**Work required:**
Nothing before the line containing "of the leafy" belongs in the answer; quote that line and all lines after it through the end of the material, word for word.

**Stored rows:**
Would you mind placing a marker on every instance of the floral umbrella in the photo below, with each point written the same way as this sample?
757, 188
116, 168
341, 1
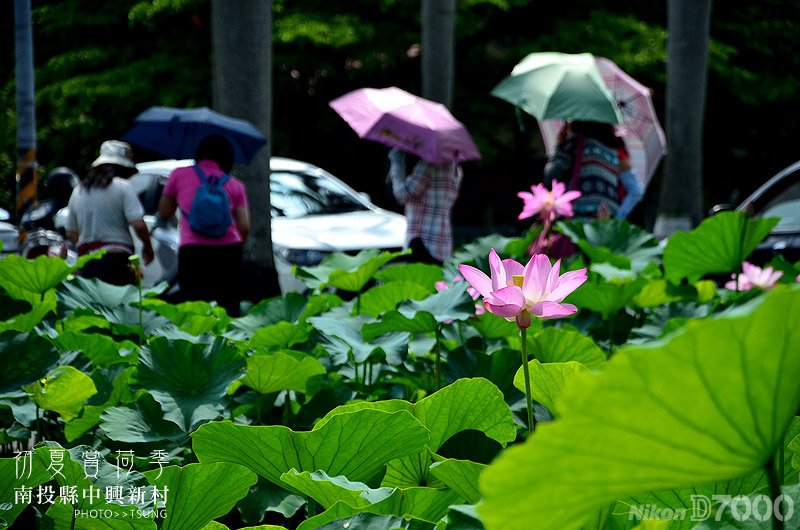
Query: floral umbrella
640, 127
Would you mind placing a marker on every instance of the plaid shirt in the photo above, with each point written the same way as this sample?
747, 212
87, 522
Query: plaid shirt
428, 195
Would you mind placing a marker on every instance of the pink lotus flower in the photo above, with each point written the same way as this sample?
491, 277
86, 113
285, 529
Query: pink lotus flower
753, 276
479, 309
548, 204
516, 292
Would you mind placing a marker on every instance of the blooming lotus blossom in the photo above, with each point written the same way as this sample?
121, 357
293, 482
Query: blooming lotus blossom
516, 292
548, 204
479, 308
753, 276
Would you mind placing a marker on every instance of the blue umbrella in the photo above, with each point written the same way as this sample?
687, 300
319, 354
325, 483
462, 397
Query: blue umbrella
176, 132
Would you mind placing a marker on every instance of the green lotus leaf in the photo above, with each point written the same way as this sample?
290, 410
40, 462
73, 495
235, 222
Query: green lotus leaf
100, 349
427, 504
605, 297
463, 517
327, 490
19, 275
113, 388
551, 345
460, 476
64, 390
343, 340
616, 242
420, 274
719, 245
548, 380
280, 371
348, 273
467, 404
25, 358
194, 318
383, 298
280, 336
356, 445
189, 380
199, 493
140, 422
709, 404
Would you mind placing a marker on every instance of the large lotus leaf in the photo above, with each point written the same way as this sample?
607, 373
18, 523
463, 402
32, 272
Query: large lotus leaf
139, 422
427, 504
720, 244
356, 445
463, 517
64, 390
416, 273
383, 298
605, 297
348, 273
199, 493
113, 388
25, 358
288, 308
18, 274
327, 490
617, 242
41, 306
460, 476
467, 404
267, 497
548, 380
280, 371
189, 380
194, 318
100, 349
280, 336
343, 340
552, 345
712, 403
342, 516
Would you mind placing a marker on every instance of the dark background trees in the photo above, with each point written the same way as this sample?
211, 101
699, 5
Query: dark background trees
99, 63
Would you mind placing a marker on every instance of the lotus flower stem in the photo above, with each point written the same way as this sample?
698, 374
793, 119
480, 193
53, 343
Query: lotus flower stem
774, 481
523, 333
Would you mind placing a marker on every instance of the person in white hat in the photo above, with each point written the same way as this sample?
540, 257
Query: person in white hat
101, 210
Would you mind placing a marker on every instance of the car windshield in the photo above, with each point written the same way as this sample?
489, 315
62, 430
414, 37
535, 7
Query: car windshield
297, 194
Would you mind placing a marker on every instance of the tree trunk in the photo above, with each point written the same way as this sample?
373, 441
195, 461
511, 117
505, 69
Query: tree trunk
438, 49
242, 87
681, 198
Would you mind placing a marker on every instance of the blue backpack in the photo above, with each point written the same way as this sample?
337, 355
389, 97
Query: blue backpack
210, 213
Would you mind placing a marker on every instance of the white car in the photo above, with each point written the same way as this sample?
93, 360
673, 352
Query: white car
313, 214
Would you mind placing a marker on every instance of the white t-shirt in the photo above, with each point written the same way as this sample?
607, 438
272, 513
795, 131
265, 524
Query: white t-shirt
102, 215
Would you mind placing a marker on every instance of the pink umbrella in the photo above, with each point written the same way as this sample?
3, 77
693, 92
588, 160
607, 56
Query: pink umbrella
396, 118
640, 128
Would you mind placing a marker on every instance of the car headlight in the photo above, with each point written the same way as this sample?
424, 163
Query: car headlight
302, 257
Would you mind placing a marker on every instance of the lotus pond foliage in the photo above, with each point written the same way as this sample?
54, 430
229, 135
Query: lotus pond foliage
397, 395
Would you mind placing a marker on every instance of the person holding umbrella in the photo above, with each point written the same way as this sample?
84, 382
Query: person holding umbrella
209, 254
428, 195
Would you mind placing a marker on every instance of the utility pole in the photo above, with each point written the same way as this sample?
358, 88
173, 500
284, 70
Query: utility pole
27, 168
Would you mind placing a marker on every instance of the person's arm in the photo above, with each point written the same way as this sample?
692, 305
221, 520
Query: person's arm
633, 191
142, 233
241, 217
414, 185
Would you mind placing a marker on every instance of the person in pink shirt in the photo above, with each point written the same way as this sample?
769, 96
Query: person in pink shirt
209, 268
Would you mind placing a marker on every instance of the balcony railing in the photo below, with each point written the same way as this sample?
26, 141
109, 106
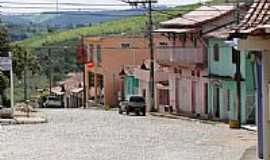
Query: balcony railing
180, 55
145, 75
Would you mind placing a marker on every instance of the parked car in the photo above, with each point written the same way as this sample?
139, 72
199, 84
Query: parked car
134, 104
53, 102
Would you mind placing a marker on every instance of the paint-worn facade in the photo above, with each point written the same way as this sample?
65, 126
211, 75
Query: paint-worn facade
254, 34
222, 89
108, 55
186, 58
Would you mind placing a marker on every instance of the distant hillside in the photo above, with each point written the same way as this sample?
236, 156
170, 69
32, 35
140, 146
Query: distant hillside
70, 18
129, 25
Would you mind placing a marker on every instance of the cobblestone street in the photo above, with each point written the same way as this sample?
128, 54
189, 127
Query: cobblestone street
105, 135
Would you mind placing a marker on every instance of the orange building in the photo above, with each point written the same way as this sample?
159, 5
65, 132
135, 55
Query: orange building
108, 55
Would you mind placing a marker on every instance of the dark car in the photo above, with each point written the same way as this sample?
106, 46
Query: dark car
135, 104
53, 102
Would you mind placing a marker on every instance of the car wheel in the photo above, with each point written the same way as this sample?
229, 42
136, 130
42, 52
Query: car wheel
144, 112
127, 110
120, 111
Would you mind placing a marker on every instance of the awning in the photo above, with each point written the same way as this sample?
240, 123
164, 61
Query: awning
77, 90
224, 78
174, 30
163, 87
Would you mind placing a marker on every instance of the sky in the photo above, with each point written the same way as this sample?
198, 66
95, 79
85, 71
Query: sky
10, 7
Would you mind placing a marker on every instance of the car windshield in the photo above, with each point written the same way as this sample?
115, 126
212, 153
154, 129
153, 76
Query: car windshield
52, 98
136, 99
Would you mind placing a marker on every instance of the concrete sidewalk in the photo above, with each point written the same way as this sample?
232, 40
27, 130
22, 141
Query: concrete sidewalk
22, 118
250, 154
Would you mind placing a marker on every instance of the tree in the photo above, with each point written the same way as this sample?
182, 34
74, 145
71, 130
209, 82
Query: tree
21, 59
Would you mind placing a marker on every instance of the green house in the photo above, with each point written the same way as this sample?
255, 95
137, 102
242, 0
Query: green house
222, 87
131, 85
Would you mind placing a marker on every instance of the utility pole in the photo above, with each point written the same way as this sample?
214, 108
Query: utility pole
151, 46
84, 73
50, 69
238, 76
25, 76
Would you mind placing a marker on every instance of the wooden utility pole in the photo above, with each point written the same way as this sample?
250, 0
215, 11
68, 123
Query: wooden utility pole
25, 79
238, 68
84, 72
50, 69
151, 46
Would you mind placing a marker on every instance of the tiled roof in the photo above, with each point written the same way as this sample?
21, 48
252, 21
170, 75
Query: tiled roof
258, 16
199, 16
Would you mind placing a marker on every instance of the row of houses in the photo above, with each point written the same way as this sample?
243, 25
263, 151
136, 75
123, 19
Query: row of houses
195, 67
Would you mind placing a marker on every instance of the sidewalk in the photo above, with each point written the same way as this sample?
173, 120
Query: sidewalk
186, 118
250, 154
22, 118
252, 128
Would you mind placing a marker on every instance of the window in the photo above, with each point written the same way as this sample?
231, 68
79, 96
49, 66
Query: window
228, 100
125, 45
216, 52
163, 44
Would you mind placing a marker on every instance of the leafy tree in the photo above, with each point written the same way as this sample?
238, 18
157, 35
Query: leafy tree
19, 62
21, 59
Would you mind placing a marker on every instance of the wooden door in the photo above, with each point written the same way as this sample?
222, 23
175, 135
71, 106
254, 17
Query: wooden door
193, 97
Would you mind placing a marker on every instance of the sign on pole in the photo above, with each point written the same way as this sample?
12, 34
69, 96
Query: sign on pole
5, 63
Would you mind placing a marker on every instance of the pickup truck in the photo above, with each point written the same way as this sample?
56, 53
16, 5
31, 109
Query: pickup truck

**Solved problem:**
Would you mind placing a marker on every instance of the leafy tree in the photo above, with each point written the same way as this sample?
238, 18
157, 35
Query: leafy tree
19, 62
21, 59
Would you mind placing a marker on every instance of the wooden door in the photo above, with each point written the same way as this sample?
222, 23
175, 135
71, 106
254, 17
Query: wooden door
193, 97
Would you mind placing a marker on every instance of the sign on pole in the photo above, with each point written the same way as this sample?
12, 34
69, 96
Query: sign on pole
5, 63
Would you mind placing a marker on every instance of the pickup truck in the photo above, with each point written the same way as this sample?
56, 53
16, 5
31, 109
Query: pickup truck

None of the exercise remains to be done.